***** Testo

La porta Donota, che si trovava in linea retta sopra quella di Riborgo, con la quale formava il complesso fortificato di Donota-Riborgo, rappresentava uno dei principali accessi alla città e portava direttamente al colle di San Giusto.
Oggi appare come aperta verso l’interno, mentre la facciata originale esterna non è più visibile, poichè gli è addossato un edificio moderno. In seguito allo sviluppo urbano ottocentesco l’area antistante alla torre è stata circondata da diversi edifici, diventando l’attuale PIAZZA DONOTA. Nel corso degli interventi di ristrutturazione edilizia nel periodo 1982-1984 vennero rinvenute parte delle strutture medioevali della torre che consolidate ospitano l’ANTIQUARIUM inaugurato il 14 dicembre 1985.

**********

### Compiti da svolgere
1. Riporti fedelmente il passo del testo sulla porta Donota che comincia con "La porta Donota, che" e termina con "14 dicembre 1985.".
2. Elenchi tutti i luoghi e le strutture che il testo sulla porta Donota designa con un nome proprio.
3. Prosegua il testo sulla porta Donota dopo l'ultima frase riportata.

***** Estratto dei dati

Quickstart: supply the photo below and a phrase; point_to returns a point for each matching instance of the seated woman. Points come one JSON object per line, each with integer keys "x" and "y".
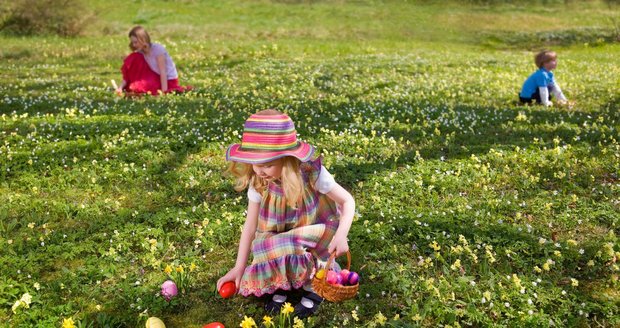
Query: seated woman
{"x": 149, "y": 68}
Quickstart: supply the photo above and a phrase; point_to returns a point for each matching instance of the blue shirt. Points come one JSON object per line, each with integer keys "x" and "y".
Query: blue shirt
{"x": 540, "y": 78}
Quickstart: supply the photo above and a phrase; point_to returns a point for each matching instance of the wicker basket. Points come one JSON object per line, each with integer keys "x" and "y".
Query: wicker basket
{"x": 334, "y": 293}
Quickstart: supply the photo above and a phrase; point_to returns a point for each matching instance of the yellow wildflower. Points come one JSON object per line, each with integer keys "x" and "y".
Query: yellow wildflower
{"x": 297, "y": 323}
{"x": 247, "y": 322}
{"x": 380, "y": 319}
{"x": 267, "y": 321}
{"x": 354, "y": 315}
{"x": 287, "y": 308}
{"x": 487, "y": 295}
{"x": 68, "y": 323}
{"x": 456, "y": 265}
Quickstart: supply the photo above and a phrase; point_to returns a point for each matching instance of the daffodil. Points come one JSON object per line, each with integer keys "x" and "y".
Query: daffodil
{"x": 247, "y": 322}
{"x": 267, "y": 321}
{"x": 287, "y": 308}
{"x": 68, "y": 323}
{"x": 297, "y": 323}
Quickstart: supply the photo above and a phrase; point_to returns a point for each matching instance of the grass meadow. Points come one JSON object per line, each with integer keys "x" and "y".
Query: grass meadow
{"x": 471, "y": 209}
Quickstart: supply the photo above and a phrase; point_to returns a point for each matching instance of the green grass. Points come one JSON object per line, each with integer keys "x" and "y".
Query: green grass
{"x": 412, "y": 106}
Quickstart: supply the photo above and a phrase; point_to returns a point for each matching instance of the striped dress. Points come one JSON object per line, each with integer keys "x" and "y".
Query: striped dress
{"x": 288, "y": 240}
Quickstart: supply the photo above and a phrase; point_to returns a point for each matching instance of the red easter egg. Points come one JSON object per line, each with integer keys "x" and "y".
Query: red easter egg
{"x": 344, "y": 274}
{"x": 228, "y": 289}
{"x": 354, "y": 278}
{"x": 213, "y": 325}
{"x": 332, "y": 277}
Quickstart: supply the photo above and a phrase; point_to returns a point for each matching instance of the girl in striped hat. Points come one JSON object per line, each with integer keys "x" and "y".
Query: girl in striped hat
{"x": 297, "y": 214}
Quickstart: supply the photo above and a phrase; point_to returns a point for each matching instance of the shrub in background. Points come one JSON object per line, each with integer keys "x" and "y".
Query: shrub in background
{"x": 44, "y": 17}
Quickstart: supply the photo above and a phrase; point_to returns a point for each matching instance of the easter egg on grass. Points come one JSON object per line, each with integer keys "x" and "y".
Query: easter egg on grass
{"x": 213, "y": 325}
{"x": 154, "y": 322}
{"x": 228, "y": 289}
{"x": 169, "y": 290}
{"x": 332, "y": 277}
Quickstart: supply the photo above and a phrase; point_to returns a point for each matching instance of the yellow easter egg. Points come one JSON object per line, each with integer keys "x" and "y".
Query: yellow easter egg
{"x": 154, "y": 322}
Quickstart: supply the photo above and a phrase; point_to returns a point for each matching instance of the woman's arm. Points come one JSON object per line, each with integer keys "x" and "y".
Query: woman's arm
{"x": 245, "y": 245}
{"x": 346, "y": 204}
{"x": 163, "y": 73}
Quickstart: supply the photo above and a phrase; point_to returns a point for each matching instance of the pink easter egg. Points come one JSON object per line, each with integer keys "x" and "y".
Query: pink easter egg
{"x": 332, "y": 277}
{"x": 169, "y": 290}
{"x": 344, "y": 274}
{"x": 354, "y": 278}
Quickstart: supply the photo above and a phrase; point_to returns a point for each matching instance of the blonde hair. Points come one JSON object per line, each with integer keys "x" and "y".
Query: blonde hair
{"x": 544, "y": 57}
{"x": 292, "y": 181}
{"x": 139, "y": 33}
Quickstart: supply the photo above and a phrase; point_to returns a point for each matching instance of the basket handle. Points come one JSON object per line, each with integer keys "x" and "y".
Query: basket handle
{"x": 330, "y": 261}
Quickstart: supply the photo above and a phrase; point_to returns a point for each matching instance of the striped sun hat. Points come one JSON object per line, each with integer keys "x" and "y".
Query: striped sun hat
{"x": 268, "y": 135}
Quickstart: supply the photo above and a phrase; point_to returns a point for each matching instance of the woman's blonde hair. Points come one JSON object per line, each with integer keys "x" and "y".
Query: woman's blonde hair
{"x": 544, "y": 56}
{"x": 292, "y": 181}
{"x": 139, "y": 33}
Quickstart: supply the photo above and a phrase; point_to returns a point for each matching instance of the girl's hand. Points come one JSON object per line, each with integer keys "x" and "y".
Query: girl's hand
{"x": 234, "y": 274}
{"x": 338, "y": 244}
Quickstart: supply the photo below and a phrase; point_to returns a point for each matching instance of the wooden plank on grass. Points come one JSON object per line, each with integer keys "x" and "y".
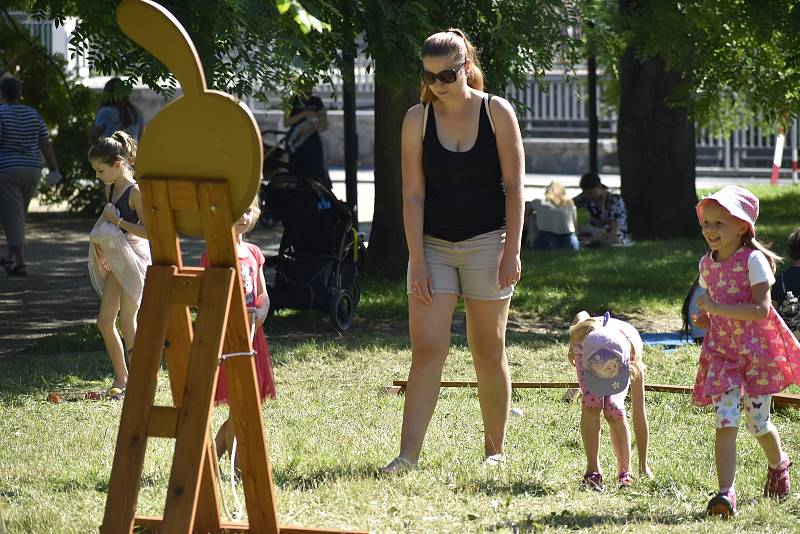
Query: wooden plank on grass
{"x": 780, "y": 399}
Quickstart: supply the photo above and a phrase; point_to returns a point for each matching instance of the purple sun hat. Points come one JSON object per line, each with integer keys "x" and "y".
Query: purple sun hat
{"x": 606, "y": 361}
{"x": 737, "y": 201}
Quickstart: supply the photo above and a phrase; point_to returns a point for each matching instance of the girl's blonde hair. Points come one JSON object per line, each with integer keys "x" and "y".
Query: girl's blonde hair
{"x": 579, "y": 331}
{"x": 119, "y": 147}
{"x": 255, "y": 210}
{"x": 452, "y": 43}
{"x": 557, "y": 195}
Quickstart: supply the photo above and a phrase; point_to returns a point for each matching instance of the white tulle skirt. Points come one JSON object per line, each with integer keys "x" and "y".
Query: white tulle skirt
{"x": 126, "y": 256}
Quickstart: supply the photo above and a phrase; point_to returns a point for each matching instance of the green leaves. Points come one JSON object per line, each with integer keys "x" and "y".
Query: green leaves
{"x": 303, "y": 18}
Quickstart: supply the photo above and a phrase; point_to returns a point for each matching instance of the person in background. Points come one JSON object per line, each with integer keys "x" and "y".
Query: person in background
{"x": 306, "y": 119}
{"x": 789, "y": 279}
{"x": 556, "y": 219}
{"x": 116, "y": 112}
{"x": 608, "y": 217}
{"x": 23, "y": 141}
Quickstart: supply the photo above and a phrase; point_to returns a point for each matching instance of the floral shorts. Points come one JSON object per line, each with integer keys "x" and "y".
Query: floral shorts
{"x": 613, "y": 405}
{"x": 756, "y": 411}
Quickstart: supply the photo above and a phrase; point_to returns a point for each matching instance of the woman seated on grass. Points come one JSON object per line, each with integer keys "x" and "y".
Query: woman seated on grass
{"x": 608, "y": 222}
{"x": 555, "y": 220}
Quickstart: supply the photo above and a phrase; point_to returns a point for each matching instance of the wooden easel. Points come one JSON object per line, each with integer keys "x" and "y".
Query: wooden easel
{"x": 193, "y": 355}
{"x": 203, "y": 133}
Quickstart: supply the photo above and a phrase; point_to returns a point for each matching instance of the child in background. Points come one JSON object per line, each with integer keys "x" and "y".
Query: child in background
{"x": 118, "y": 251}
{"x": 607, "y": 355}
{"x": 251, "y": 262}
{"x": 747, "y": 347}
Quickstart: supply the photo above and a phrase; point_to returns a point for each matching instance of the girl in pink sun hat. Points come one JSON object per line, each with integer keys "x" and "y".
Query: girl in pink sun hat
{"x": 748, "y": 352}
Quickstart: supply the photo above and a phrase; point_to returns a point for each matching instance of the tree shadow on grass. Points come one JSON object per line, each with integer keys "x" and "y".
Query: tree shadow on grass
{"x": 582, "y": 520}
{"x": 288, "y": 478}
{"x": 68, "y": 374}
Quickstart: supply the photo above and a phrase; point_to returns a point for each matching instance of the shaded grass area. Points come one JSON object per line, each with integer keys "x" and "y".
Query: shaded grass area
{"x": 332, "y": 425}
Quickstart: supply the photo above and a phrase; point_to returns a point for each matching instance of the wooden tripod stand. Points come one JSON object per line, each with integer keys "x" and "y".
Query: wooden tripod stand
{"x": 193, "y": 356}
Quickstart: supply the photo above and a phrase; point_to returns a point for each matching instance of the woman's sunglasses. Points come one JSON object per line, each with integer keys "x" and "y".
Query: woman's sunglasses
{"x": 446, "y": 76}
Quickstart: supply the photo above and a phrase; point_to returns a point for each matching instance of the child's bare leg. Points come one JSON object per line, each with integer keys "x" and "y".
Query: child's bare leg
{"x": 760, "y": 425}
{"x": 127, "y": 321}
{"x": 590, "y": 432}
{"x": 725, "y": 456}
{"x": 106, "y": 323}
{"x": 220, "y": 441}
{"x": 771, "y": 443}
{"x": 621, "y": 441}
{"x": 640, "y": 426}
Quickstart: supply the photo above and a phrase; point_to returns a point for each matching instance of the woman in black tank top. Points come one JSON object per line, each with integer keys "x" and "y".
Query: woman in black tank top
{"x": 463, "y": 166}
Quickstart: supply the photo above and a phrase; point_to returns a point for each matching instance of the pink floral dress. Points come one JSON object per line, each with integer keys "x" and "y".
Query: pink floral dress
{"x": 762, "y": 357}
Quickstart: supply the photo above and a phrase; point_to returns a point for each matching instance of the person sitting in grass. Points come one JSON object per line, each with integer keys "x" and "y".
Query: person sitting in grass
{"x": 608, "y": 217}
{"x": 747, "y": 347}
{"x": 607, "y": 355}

**********

### Soluzioni dell esercizio
1.
La porta Donota, che si trovava in linea retta sopra quella di Riborgo, con la quale formava il complesso fortificato di Donota-Riborgo, rappresentava uno dei principali accessi alla città e portava direttamente al colle di San Giusto.
Oggi appare come aperta verso l’interno, mentre la facciata originale esterna non è più visibile, poichè gli è addossato un edificio moderno. In seguito allo sviluppo urbano ottocentesco l’area antistante alla torre è stata circondata da diversi edifici, diventando l’attuale PIAZZA DONOTA. Nel corso degli interventi di ristrutturazione edilizia nel periodo 1982-1984 vennero rinvenute parte delle strutture medioevali della torre che consolidate ospitano l’ANTIQUARIUM inaugurato il 14 dicembre 1985.

2.
- porta Donota
- porta di Riborgo
- complesso fortificato di Donota-Riborgo
- colle di San Giusto
- Piazza Donota
- Antiquarium

3.
La denominazione Donota è antichissima, attestata almeno dal XIV secolo, di origine non accertata, per opinione comune, è da collegarsi al fatto che questa porta fosse la sola che potesse venir aperta di notte, quindi dall’antico dialetto “de note”, ne è derivato il nome di Donota. Lo storico Luigi de Jenner fa risalire l’origine del nome a Donata vedova di Cadolo dei Cadoli che possedeva immobili nella zona.

PIAZZA DI DONOTA
Gli edifici all’angolo della piazza – via della Piccola Fornace vennero demoliti nell’aprile 1935.

VIA DONOTA (da largo Riborgo a via del Seminario)
La strada un tempo aveva inizio dalla scomparsa piazzetta San Giacomo, l’intera zona mutò aspetto nel 1935 con la demolizione di un gruppo di dodici case comprese fra le vie Donota, della Ghiaccerae di Riborgo, che portò alla creazione dell’attuale largo Riborgo.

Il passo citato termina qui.